(EXERCISE AIM): Exactly the lines from the one containing "138L293 149L289 162L290" through the end of the listing should be written out, both ends included, and nothing more.

(DATA SHOWN):
..........
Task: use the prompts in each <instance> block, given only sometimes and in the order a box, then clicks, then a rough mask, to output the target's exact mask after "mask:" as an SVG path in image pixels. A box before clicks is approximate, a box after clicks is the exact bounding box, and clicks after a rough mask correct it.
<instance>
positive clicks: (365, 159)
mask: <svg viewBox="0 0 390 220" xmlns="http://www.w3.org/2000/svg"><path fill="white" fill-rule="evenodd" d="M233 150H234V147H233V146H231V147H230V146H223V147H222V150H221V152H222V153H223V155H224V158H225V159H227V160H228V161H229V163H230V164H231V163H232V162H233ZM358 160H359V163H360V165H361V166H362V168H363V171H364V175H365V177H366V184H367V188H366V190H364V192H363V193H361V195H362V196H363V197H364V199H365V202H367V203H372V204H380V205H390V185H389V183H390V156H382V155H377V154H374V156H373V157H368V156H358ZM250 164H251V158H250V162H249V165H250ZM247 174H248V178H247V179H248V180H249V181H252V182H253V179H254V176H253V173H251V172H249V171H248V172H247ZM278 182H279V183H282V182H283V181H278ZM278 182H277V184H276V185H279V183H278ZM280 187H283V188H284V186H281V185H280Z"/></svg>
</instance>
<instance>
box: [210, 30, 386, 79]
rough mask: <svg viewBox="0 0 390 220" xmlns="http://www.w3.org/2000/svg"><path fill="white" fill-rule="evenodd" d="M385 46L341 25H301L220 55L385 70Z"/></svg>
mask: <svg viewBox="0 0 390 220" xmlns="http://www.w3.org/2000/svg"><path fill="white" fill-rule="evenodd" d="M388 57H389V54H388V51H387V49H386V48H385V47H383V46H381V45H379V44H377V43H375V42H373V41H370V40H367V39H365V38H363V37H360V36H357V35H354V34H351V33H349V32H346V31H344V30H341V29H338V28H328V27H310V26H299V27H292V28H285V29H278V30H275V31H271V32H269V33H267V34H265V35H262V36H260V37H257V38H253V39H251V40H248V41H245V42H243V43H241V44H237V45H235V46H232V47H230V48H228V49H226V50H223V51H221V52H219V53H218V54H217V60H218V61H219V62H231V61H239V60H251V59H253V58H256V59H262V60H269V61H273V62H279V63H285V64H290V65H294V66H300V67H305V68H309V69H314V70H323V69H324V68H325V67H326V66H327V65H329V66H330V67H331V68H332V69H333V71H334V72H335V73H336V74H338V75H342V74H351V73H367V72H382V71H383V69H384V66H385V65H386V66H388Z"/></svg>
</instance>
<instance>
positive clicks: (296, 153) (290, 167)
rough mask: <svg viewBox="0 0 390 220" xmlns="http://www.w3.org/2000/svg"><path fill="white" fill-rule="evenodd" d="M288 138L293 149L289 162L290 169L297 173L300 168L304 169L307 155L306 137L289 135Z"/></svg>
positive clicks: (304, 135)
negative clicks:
..........
(RESULT):
rough mask: <svg viewBox="0 0 390 220" xmlns="http://www.w3.org/2000/svg"><path fill="white" fill-rule="evenodd" d="M288 138L293 149L289 162L290 169L297 173L300 168L304 169L307 155L306 137L289 135Z"/></svg>
positive clicks: (304, 135)
negative clicks:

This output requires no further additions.